Given instruction:
Write the material out again exactly as it stands.

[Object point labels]

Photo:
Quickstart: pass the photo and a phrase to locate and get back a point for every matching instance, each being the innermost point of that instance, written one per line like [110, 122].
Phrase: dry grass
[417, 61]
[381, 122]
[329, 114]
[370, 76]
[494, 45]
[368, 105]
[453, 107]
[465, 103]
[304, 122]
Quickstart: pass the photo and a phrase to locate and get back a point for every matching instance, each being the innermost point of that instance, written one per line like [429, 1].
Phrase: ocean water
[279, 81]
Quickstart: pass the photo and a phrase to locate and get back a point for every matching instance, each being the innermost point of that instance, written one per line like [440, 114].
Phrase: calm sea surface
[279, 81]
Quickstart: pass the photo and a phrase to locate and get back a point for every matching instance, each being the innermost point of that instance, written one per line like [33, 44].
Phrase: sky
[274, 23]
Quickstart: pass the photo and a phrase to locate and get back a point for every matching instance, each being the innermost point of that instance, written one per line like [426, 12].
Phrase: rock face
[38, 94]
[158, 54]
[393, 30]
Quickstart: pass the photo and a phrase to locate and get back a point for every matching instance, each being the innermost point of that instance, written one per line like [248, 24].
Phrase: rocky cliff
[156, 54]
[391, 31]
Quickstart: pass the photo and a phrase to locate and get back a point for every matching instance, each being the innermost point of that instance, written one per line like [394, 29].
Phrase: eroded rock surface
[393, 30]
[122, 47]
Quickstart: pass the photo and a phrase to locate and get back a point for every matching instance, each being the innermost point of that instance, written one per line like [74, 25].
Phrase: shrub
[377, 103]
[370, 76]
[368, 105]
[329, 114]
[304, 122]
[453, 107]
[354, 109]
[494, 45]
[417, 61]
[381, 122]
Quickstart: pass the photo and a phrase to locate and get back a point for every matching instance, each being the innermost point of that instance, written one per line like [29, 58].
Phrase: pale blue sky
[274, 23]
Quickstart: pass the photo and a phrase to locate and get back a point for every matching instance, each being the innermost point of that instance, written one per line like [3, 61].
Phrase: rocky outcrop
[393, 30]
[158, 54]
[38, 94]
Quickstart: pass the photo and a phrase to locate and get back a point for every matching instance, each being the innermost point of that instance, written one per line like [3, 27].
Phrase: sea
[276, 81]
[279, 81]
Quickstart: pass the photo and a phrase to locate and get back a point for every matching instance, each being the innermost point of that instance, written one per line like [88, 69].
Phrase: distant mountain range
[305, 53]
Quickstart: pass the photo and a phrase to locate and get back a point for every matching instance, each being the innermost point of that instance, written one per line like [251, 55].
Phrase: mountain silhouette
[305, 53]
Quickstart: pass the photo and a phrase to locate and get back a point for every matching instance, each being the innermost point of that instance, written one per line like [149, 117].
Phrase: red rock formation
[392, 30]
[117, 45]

Response to the exercise:
Photo:
Quickstart: pass the photo and a phrase to locate and get back a point for every matching instance, each being the innermost point of that instance, written one per line like [110, 122].
Phrase: dry grass
[417, 61]
[381, 122]
[329, 114]
[370, 76]
[494, 45]
[368, 105]
[453, 107]
[465, 103]
[304, 122]
Quickstart: pass the photo and a phrase to locate and get back a point for every matching instance, each being the innermost point of that instance, written one per line like [429, 1].
Phrase: ocean water
[279, 81]
Quickstart: pass the photo and a phrase to locate and get back a point for every matching instance, each being the innermost point of that instance, written one per line like [440, 114].
Phrase: calm sea surface
[279, 81]
Quickstart: pass the photo and a phrase to locate and get back a point for every matching instance, each being the innermost point of that instance, written one per line like [33, 44].
Phrase: sky
[274, 23]
Quickstart: pass the photo and a phrase to locate and get back a point for every matching instance, each being the innermost point of that instance, written one per line like [426, 12].
Phrase: rock face
[38, 94]
[158, 54]
[393, 30]
Quickstart: pass the photo and a phrase to locate and get back a point for every matching instance, each being the innermost point of that instance, written one per line like [248, 24].
Phrase: rocky cliff
[156, 54]
[391, 31]
Quickstart: pass the photo and a phrase to locate and get back a point for every matching instance, each being the innermost point of that instance, written one per line like [394, 29].
Phrase: eroded rock surface
[393, 30]
[122, 47]
Quickstart: pass the photo and a phrase to locate and get back a point for every matching instance, each being the innermost point of that instance, written one per line like [74, 25].
Phrase: shrub
[377, 103]
[370, 76]
[368, 105]
[329, 114]
[304, 122]
[453, 107]
[354, 109]
[494, 45]
[417, 61]
[381, 122]
Quickstart: pass the photo and a phrase to locate and get back a point for every matching instance, each being the innermost point of that instance, written one per line like [29, 58].
Phrase: pale blue sky
[274, 23]
Quickstart: pass the photo and a phrase to locate and get back a point for every matching instance, each being the innermost point of that instance, written one per line like [3, 61].
Phrase: rocky outcrop
[393, 30]
[158, 54]
[38, 94]
Quickstart: pass the photo and a phrase to locate and get back a point for every matching instance, each being the innermost point of that instance, written one per line like [3, 27].
Phrase: sea
[276, 81]
[279, 81]
Quickstart: pass the photo and a phrase to locate and get back a point for every matching instance, each being the innermost point of that instance, written one per line like [88, 69].
Phrase: distant mountain range
[305, 53]
Quickstart: pass the photo and a phrase to locate and get back a point for every matching instance, each being the innermost point of that instance, written one per line like [251, 55].
Phrase: mountain silhouette
[305, 53]
Quickstart: pass the photo and a phrase to locate and get back a point for every matching instance, each being the innermost point of that instance, written one per line like [149, 117].
Phrase: red rock formation
[392, 30]
[117, 45]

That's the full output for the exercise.